**The task:**
Rewrite each item below as a numbered list of its lines, leaving out any blank lines.
[Begin Exercise data]
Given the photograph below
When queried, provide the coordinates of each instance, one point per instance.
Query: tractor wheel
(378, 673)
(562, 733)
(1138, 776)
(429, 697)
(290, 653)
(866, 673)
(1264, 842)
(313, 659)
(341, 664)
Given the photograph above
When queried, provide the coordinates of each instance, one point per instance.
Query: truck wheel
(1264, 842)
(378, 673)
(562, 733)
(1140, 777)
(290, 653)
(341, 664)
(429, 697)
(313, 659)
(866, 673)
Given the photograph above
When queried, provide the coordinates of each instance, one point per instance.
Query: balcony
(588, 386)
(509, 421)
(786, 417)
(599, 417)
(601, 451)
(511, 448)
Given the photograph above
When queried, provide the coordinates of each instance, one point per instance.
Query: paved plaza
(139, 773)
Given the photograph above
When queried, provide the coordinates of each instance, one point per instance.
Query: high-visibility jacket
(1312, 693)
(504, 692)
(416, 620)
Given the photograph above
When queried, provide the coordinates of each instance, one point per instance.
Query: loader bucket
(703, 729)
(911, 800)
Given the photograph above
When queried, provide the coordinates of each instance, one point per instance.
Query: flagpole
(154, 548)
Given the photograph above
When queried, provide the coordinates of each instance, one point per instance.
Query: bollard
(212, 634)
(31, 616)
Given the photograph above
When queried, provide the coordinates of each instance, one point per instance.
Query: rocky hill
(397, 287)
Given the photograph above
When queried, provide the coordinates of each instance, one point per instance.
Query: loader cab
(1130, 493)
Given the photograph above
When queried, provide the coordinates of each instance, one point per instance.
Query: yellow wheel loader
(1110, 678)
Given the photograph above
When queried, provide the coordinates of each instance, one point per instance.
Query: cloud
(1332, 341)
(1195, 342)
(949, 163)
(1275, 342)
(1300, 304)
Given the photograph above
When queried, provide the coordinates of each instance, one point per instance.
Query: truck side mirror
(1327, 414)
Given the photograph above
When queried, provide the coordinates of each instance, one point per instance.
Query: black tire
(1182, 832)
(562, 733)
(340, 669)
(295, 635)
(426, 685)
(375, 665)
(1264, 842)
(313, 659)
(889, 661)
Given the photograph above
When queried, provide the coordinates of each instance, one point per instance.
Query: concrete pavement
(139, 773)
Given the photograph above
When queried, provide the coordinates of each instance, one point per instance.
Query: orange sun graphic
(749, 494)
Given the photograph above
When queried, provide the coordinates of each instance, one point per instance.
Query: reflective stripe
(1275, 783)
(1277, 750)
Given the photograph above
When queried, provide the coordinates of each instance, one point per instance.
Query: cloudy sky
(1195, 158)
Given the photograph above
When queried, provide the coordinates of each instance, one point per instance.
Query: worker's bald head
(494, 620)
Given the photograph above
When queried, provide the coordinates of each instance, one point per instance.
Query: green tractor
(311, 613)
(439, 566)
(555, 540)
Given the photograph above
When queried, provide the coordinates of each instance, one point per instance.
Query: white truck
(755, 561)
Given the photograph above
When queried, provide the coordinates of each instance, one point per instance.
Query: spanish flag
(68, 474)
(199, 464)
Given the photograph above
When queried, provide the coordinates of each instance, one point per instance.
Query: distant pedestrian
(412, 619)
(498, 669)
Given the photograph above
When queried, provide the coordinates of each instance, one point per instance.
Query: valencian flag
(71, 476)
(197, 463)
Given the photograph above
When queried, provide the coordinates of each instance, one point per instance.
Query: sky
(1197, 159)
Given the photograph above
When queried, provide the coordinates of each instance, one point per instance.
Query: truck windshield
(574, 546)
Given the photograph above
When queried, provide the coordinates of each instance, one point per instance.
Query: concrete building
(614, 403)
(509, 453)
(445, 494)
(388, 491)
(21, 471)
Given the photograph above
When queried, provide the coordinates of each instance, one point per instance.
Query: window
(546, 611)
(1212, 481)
[End Exercise data]
**Problem solution:**
1. Given the photograph below
2. When queried, provide the coordinates of each instance, one point per instance.
3. Query: tractor wheel
4. (378, 673)
5. (562, 733)
6. (1138, 776)
7. (429, 697)
8. (290, 653)
9. (866, 673)
10. (1264, 842)
11. (313, 659)
12. (341, 664)
13. Given the photograph above
14. When queried, provide the coordinates of each instance, one point per instance.
15. Query: truck wheel
16. (1264, 842)
17. (378, 673)
18. (562, 733)
19. (1140, 777)
20. (290, 653)
21. (341, 664)
22. (429, 697)
23. (313, 659)
24. (866, 673)
25. Given the photograph above
26. When queried, provide the coordinates of each instance, one point per instance.
27. Query: balcony
28. (588, 386)
29. (509, 421)
30. (786, 417)
31. (599, 417)
32. (601, 451)
33. (511, 448)
34. Given the photograph above
35. When queried, provide the coordinates of each instance, one point per instance.
36. Query: paved plaza
37. (139, 773)
38. Given the photograph above
39. When queried, provide the coordinates of each instance, one point per instance.
40. Query: high-visibility jacket
41. (1312, 693)
42. (504, 692)
43. (416, 620)
44. Given the photograph above
45. When queried, provide the coordinates of each instance, one point per instance.
46. Query: loader bucket
47. (703, 729)
48. (911, 800)
49. Given the photograph above
50. When queried, provide the coordinates of each instance, one point per instance.
51. Query: flagpole
52. (154, 548)
53. Given the photograph above
54. When queried, provide the coordinates of each instance, one point per instance.
55. Query: bollard
56. (212, 634)
57. (31, 616)
58. Given the photograph above
59. When queried, provide the coordinates of each instance, one point per instance.
60. Query: rocky hill
61. (397, 287)
62. Given the photograph above
63. When queried, provide the coordinates of each instance, one point per instance.
64. Query: loader cab
65. (1130, 493)
66. Given the photograph above
67. When queried, provide the coordinates of each instance, one point per instance.
68. Query: yellow wheel loader
69. (1110, 678)
70. Given the photograph above
71. When queried, provide the coordinates of each instance, one point per instance.
72. Query: cloud
73. (1332, 341)
74. (1195, 342)
75. (949, 163)
76. (1275, 342)
77. (1300, 304)
78. Given the photograph above
79. When queried, provide the coordinates of each instance, one point per instance.
80. Query: truck side mirror
81. (1327, 414)
82. Given the photograph above
83. When queried, provide the coordinates of each instance, one point per instance.
84. Query: black tire
85. (1182, 832)
86. (562, 733)
87. (340, 669)
88. (295, 635)
89. (426, 685)
90. (375, 665)
91. (1264, 842)
92. (313, 659)
93. (889, 661)
94. Given the photograph above
95. When queried, provide the coordinates of each instance, one point per instance.
96. Query: concrete pavement
97. (139, 773)
98. Given the photograph above
99. When queried, provide the coordinates of each instance, one point per instance.
100. Query: orange sun graphic
101. (749, 494)
102. Given the photograph above
103. When queried, provide the coordinates of each instance, one point per instance.
104. Query: reflective stripe
105. (1275, 783)
106. (1277, 750)
107. Given the photograph above
108. When queried, provide the coordinates of each instance, one point per instance.
109. Query: cloudy sky
110. (1195, 158)
111. Given the photograph above
112. When queried, provide the coordinates of each instance, one point per instance.
113. Query: worker's bald head
114. (494, 620)
115. Given the photograph above
116. When queried, provide the coordinates of each instance, one point per instance.
117. Query: green tractor
118. (311, 613)
119. (439, 566)
120. (555, 540)
121. Given the photograph above
122. When queried, provide the coordinates of each instance, one point per instance.
123. Query: white truck
124. (755, 561)
125. Given the photograph above
126. When queried, provide the coordinates of each instance, one point per instance.
127. Query: spanish flag
128. (68, 474)
129. (199, 464)
130. Given the photograph above
131. When queried, provide the coordinates of each instance, one point per instance.
132. Query: distant pedestrian
133. (412, 619)
134. (498, 669)
135. Given the photograph above
136. When queried, provide the coordinates of each instance, one point per instance.
137. Query: valencian flag
138. (71, 476)
139. (197, 463)
140. Given the photograph above
141. When queried, provide the coordinates of each instance, one point per instance.
142. Query: sky
143. (1197, 159)
144. Given the photograph above
145. When queried, provide the coordinates of each instance, one point per instance.
146. Query: truck windshield
147. (574, 546)
148. Given the photograph above
149. When queried, provide the coordinates of each instance, one point per instance.
150. Query: concrete building
151. (614, 403)
152. (509, 453)
153. (445, 494)
154. (388, 491)
155. (21, 471)
156. Given the photograph above
157. When queried, provide the coordinates of each instance, one point per instance.
158. Query: window
159. (546, 611)
160. (1212, 481)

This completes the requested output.